*Job*
Reproduce each of the following records verbatim, line for line.

*Excerpted data*
++++

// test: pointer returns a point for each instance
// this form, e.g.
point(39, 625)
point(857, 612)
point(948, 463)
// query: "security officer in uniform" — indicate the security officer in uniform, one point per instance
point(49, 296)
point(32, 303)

++++

*Worked solution*
// test: pointer returns a point for each instance
// this form, e.g.
point(39, 625)
point(857, 612)
point(948, 463)
// query: "security officer in uniform" — indicate the security officer in uniform, one point per instance
point(49, 296)
point(32, 303)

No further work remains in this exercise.